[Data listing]
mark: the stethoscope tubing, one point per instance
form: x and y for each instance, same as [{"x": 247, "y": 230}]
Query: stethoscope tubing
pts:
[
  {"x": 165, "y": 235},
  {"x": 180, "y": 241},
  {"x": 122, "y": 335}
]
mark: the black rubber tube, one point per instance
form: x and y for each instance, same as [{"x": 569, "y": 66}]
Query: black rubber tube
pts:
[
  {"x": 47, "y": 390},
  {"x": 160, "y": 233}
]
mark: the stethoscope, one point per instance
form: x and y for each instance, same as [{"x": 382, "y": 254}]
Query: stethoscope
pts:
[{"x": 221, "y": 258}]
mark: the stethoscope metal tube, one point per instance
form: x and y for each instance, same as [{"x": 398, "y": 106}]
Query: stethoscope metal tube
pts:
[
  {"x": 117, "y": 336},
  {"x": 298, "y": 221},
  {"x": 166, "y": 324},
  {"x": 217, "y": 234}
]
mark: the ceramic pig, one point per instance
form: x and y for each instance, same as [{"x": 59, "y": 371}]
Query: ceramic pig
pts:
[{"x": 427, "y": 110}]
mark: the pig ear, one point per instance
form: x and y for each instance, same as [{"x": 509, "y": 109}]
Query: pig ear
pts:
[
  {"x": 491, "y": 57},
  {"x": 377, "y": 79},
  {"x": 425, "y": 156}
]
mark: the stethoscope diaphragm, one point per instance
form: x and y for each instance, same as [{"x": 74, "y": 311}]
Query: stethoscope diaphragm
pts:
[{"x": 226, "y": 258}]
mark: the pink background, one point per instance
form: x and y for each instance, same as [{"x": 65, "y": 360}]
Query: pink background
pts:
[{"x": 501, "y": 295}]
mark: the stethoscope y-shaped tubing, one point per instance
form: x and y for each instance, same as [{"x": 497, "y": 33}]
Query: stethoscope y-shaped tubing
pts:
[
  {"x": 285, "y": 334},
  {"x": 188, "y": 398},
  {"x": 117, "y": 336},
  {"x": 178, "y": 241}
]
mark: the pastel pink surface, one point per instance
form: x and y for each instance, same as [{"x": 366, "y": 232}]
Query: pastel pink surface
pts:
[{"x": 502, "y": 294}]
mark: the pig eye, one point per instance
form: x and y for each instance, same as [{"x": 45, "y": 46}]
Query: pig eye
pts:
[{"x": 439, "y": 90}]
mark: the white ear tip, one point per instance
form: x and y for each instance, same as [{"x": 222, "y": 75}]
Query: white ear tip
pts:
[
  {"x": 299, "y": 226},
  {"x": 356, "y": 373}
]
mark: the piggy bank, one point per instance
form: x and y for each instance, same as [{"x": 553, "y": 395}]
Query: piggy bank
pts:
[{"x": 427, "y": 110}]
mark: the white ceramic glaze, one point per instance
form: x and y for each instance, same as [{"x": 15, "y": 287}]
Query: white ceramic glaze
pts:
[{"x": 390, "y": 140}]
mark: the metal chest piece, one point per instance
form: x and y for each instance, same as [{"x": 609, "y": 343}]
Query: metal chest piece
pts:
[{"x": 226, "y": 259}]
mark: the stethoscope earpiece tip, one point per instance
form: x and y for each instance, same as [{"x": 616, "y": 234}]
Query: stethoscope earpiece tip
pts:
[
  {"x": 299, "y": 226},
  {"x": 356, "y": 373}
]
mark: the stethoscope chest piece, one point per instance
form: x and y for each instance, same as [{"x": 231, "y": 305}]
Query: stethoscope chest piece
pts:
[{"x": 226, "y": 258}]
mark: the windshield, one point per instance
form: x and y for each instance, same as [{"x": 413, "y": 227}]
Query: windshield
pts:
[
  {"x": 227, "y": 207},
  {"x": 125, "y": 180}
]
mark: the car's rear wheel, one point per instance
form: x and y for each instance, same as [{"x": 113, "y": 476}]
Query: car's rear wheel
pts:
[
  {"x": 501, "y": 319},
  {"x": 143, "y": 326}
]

WHAT TO PRODUCE -> Please rewrite all of the records above, replacing every "stethoscope" with "phonendoscope" and changing nothing else.

SOLUTION TO THE PROBLEM ->
mark: the phonendoscope tubing, one point per instance
form: x and y for each instance, same as [{"x": 247, "y": 230}]
Query: phonendoscope tubing
pts:
[
  {"x": 165, "y": 235},
  {"x": 180, "y": 241},
  {"x": 122, "y": 335}
]
mark: the black rubber tube, one point per instance
form: x and y for each instance, same as [{"x": 569, "y": 66}]
Query: black rubber tube
pts:
[
  {"x": 47, "y": 390},
  {"x": 160, "y": 233}
]
mark: the phonendoscope, one point per instance
form: x and y for each instance, same as [{"x": 382, "y": 254}]
Query: phonendoscope
pts:
[{"x": 221, "y": 258}]
mark: the phonendoscope metal tube, one point per instance
form: x and y for each instance, same as [{"x": 398, "y": 106}]
Query: phonendoscope metal tube
pts:
[
  {"x": 117, "y": 336},
  {"x": 298, "y": 221},
  {"x": 166, "y": 324},
  {"x": 217, "y": 234}
]
mark: the ceramic pig, one point per instance
form: x and y for each instance, same as [{"x": 59, "y": 371}]
Query: ceramic pig
pts:
[{"x": 427, "y": 110}]
mark: the pig ear, one point per instance
form: x and y for each instance, same as [{"x": 509, "y": 109}]
Query: pig ear
pts:
[
  {"x": 491, "y": 57},
  {"x": 377, "y": 79},
  {"x": 425, "y": 156}
]
mark: the phonendoscope diaphragm, one point per instance
form: x and y for each instance, same as [{"x": 74, "y": 311}]
Query: phonendoscope diaphragm
pts:
[{"x": 226, "y": 258}]
mark: the pink background, one point per instance
form: x and y for each instance, same as [{"x": 65, "y": 360}]
Query: pink background
pts:
[{"x": 501, "y": 295}]
mark: the phonendoscope y-shaped tubing, one point per instance
form: x and y for each instance, same as [{"x": 497, "y": 33}]
Query: phonendoscope y-shaped tubing
pts:
[
  {"x": 285, "y": 334},
  {"x": 188, "y": 398},
  {"x": 117, "y": 336},
  {"x": 178, "y": 241}
]
mark: the pastel pink surface, one point per instance
form: x and y for each instance, same as [{"x": 366, "y": 232}]
Query: pastel pink surface
pts:
[{"x": 502, "y": 294}]
mark: the pig eye, one point per instance
form: x and y for each instance, same as [{"x": 45, "y": 46}]
Query: pig eye
pts:
[{"x": 439, "y": 90}]
mark: the white ear tip, one point per instance
form: x and y for each instance, same as [{"x": 222, "y": 75}]
Query: white ear tip
pts:
[
  {"x": 299, "y": 226},
  {"x": 356, "y": 373}
]
mark: the piggy bank, one point per instance
form: x and y for each instance, same as [{"x": 553, "y": 395}]
Query: piggy bank
pts:
[{"x": 427, "y": 110}]
mark: the white ceramic glaze, one point per instance
form: x and y for each instance, same as [{"x": 15, "y": 287}]
Query: white ceramic glaze
pts:
[{"x": 390, "y": 140}]
mark: the metal chest piece, one point per instance
form: x and y for each instance, same as [{"x": 609, "y": 343}]
Query: metal chest piece
pts:
[{"x": 226, "y": 259}]
mark: the phonendoscope earpiece tip, one point per instance
form: x and y for each instance, same as [{"x": 616, "y": 234}]
Query: phonendoscope earpiece tip
pts:
[
  {"x": 299, "y": 226},
  {"x": 356, "y": 373}
]
mark: the phonendoscope chest piece, one point per instance
form: x and y for each instance, same as [{"x": 231, "y": 305}]
Query: phonendoscope chest piece
pts:
[{"x": 226, "y": 258}]
mark: the windshield, one point per instance
form: x and y for each instance, same as [{"x": 413, "y": 227}]
Query: windshield
pts:
[
  {"x": 227, "y": 207},
  {"x": 125, "y": 180}
]
mark: the car's rear wheel, one point per instance
form: x and y for each instance, same as [{"x": 113, "y": 476}]
Query: car's rear wheel
pts:
[
  {"x": 501, "y": 319},
  {"x": 143, "y": 326}
]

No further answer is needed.